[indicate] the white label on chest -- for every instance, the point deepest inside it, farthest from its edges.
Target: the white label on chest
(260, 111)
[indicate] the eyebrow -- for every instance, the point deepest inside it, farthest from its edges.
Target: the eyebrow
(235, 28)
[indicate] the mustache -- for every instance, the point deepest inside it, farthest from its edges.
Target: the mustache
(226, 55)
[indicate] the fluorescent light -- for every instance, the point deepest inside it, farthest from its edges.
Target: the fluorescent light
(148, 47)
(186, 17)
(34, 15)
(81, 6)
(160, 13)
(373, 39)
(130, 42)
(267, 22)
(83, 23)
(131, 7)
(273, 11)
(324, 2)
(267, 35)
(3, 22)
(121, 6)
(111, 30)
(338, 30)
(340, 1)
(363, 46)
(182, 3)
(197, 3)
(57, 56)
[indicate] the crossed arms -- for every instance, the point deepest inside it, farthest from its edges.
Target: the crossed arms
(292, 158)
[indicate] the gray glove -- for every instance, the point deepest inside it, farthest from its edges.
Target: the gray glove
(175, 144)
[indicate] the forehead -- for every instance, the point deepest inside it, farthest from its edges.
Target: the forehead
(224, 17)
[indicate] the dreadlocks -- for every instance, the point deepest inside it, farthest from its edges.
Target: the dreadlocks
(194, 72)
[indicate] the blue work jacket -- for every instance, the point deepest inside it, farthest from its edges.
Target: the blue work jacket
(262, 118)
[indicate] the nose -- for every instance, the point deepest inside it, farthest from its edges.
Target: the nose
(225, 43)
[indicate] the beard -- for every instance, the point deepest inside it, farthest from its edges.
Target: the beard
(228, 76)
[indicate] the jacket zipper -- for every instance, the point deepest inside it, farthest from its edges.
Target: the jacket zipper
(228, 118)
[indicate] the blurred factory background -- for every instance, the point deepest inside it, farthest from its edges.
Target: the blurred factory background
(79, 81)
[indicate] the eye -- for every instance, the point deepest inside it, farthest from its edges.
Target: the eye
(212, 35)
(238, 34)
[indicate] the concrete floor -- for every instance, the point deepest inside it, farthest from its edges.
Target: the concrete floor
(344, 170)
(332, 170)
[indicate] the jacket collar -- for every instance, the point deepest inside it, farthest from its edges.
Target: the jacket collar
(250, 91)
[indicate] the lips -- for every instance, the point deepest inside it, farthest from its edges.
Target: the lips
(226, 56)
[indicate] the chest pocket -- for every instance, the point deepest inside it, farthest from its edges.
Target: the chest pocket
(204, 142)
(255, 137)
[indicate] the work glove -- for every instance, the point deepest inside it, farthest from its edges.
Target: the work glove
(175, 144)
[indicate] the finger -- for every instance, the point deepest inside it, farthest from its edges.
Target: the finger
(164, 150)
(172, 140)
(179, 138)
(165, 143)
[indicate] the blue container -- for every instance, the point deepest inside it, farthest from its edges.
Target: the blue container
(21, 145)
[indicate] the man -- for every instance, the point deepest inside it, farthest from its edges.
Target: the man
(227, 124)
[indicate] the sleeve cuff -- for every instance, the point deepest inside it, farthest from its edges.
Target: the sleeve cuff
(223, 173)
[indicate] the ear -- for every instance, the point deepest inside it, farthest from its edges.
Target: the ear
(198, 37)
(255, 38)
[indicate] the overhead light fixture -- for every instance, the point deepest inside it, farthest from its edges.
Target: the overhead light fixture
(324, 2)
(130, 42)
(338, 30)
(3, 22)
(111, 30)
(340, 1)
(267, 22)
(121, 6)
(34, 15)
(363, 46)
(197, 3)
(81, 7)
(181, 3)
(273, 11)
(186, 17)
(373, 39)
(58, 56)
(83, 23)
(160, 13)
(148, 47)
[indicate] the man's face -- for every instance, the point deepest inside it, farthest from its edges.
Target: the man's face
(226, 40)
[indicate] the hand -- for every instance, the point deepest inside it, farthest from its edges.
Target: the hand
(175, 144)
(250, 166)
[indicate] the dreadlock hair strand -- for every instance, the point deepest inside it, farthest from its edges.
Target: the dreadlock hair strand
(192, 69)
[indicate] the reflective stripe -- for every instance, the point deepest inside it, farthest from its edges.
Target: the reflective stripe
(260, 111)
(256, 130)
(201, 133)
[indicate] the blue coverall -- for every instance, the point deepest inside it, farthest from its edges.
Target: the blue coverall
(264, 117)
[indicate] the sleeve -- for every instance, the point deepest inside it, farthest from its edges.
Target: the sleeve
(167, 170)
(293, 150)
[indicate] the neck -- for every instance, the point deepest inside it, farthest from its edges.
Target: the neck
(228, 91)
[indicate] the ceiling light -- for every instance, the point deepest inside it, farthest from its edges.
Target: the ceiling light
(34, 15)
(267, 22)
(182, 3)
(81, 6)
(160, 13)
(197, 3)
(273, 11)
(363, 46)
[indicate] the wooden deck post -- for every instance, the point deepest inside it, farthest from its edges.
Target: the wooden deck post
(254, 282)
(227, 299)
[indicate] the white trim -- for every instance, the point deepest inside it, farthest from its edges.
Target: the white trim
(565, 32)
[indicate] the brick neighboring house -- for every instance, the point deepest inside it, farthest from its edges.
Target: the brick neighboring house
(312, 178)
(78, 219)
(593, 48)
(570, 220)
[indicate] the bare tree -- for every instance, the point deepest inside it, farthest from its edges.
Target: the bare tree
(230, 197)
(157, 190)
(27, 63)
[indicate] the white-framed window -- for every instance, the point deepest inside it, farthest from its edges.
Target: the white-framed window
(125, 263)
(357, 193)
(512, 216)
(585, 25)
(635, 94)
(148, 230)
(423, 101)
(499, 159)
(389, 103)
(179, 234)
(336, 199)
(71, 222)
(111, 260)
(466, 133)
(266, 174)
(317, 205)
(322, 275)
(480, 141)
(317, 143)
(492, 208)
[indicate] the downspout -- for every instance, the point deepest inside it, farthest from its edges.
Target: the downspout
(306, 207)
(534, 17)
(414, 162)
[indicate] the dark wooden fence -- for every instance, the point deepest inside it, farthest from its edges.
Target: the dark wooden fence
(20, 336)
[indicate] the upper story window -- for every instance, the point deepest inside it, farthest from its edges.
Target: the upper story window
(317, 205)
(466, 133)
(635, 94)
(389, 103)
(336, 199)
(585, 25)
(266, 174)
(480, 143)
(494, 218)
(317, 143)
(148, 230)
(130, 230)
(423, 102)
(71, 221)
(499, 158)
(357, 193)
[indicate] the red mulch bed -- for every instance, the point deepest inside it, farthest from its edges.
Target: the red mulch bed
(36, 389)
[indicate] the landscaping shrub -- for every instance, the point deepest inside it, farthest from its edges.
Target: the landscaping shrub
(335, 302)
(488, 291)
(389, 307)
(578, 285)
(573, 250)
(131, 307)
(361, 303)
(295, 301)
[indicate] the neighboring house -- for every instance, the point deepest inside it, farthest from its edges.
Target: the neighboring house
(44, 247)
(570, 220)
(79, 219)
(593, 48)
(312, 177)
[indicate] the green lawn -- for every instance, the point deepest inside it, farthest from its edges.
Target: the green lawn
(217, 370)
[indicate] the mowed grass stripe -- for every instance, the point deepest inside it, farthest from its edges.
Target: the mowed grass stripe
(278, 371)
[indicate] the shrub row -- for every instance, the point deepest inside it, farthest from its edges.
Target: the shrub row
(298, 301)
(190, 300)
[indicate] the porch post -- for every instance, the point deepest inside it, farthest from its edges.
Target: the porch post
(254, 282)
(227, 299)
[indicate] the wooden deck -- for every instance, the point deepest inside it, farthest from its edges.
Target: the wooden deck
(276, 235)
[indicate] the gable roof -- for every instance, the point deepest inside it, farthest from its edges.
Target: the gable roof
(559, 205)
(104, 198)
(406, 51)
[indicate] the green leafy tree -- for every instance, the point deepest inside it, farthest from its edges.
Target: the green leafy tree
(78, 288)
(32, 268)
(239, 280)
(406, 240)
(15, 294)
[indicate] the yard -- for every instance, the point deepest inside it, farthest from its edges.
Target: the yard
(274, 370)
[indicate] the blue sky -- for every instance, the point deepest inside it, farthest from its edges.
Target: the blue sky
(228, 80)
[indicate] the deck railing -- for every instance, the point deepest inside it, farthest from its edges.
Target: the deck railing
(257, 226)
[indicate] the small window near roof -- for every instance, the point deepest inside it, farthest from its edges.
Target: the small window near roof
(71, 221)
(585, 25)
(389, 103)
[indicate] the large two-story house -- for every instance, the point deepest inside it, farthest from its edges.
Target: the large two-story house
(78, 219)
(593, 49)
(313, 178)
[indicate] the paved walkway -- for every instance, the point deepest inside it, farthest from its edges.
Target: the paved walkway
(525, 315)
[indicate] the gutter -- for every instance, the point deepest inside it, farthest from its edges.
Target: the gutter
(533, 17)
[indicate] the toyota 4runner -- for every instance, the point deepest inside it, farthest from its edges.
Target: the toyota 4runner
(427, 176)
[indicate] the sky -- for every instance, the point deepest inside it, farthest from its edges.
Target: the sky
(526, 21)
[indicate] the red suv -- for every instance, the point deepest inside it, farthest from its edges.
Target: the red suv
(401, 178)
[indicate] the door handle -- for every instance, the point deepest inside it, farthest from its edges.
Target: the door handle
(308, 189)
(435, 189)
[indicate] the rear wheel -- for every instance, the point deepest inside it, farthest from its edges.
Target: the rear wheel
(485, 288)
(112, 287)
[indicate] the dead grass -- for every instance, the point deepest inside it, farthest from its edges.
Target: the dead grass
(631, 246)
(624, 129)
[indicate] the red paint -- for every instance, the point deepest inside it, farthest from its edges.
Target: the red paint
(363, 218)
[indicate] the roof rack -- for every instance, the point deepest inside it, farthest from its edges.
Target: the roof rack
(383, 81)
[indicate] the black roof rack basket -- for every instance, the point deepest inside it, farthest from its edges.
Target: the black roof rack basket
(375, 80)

__SHORT EXERCISE__: Starting at the line that contains "[indicate] the door" and ending at the last of the rows, write out only those lines again, swapping "rear wheel" for "back wheel" and leaving everything else unchanged.

__WRITTEN RESPONSE__:
[indicate] the door handle -- for every instance, the point deepest inside it, farthest from its edges.
Target: the door handle
(308, 189)
(435, 189)
[indicate] the back wheel -- for every instance, the point deepest inside it, farthest from its edges.
Target: the back wheel
(485, 288)
(112, 287)
[indicate] the dead grass -- for every instance, the point deepest inside it, farthest from its edges.
Target: the dead grass
(631, 246)
(624, 129)
[indicate] the red paint -- for every instance, the point deepest inside it, farthest from its edges.
Target: the red paint
(363, 218)
[indicate] the roof rack -- for every instance, the point deepest inside it, farthest from its edges.
Target: the roof rack
(383, 81)
[indicate] the black roof rack basket -- for every instance, the point deepest inside it, farthest from its edges.
Target: the black roof rack basket
(375, 80)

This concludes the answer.